_WHAT YOU HAVE TO DO_. All of the data below is to be repeated exactly, except for the pictures.

_EXCERPTED DATA_.
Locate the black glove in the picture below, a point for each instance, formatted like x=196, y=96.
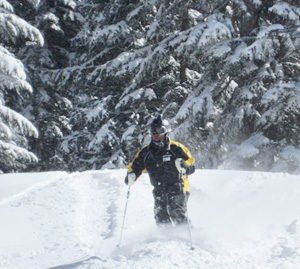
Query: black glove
x=183, y=168
x=130, y=179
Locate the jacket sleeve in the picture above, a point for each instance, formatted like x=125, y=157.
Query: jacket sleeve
x=137, y=165
x=186, y=155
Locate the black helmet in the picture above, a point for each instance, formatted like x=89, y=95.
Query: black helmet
x=159, y=126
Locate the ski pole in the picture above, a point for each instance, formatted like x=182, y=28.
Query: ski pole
x=124, y=216
x=188, y=223
x=187, y=216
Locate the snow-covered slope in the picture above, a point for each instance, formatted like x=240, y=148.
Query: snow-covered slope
x=240, y=220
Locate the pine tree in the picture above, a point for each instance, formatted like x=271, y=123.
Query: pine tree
x=59, y=21
x=14, y=127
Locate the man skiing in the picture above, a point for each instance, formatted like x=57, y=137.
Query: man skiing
x=168, y=163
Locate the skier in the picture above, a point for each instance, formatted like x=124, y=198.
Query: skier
x=168, y=163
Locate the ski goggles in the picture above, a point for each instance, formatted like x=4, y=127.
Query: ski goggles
x=159, y=131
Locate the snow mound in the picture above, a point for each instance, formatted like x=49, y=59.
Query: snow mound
x=59, y=220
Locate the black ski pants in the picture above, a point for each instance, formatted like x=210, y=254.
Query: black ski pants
x=170, y=205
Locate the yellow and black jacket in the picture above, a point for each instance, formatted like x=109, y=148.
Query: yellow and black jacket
x=160, y=164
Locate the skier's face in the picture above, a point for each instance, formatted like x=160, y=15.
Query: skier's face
x=158, y=137
x=158, y=134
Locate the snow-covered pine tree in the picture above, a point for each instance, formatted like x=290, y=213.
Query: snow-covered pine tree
x=59, y=21
x=249, y=93
x=224, y=72
x=14, y=128
x=128, y=67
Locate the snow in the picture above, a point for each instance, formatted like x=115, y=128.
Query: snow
x=239, y=220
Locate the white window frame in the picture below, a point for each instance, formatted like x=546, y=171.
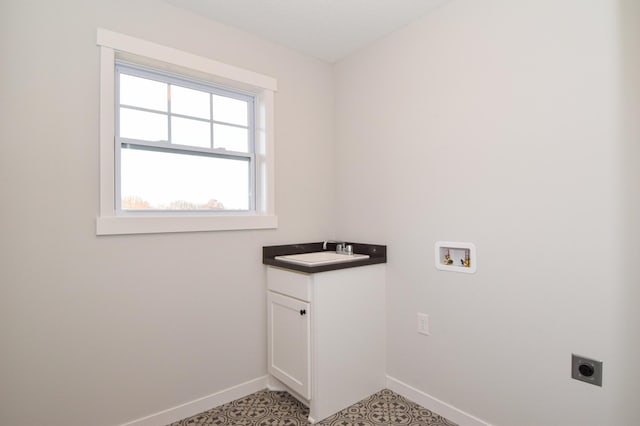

_OUTPUT BELOW_.
Locate the black glove in the picture below, a point for each instance, formatted like x=196, y=96.
Query: black glove
x=183, y=168
x=130, y=179
Locate the jacket sleeve in the picture above, a point for each instance, formatted like x=125, y=157.
Query: jacket sleeve
x=137, y=165
x=186, y=155
Locate the black helmet in the picture above, a point for each instance, formatted like x=89, y=95.
Query: black helmet
x=159, y=126
Locate the ski pole in the picture above, a point for each instance, formatted like x=182, y=28.
Query: ski pole
x=124, y=216
x=188, y=223
x=187, y=216
Locate the snow-covered slope in the picture above, a point for each instance, formatted like x=240, y=148.
Query: snow-covered slope
x=240, y=220
Locate the pine tree in the picture above, a point for each instance, formatted like x=271, y=123.
Query: pine tree
x=59, y=21
x=14, y=127
Locate the man skiing in the picture above, a point for each instance, formatted like x=57, y=137.
Query: man skiing
x=168, y=163
Locate the skier in the picture above, a point for each instance, formatted like x=124, y=198.
Query: skier
x=168, y=163
Locate the ski goggles in the picture above, a point for each instance, formatted like x=4, y=127.
Query: ski goggles
x=159, y=131
Locate the snow mound in the picture above, a point for each instance, formatted like x=49, y=59.
Query: snow mound
x=59, y=220
Locate the black ski pants in the picture above, a point for each instance, formatted like x=210, y=254.
Query: black ski pants
x=170, y=205
Locate the yellow and black jacket in the picture above, a point for each instance, formatted like x=109, y=148.
Query: yellow and black jacket
x=160, y=164
Locate the skier's face in the picture above, a point for each instance, formatted like x=160, y=15.
Query: skier's face
x=158, y=137
x=158, y=134
Locate the snow-covered pine tree in the picture above, a point for each instance, formatted like x=290, y=213.
Query: snow-covered pine tree
x=59, y=21
x=249, y=93
x=224, y=72
x=14, y=128
x=128, y=67
Locate the snow in the picture above, a point for each instance, formatted like x=115, y=128.
Query: snow
x=239, y=220
Locate the white window frame in the picture below, a point for each instance, formatted like x=546, y=171.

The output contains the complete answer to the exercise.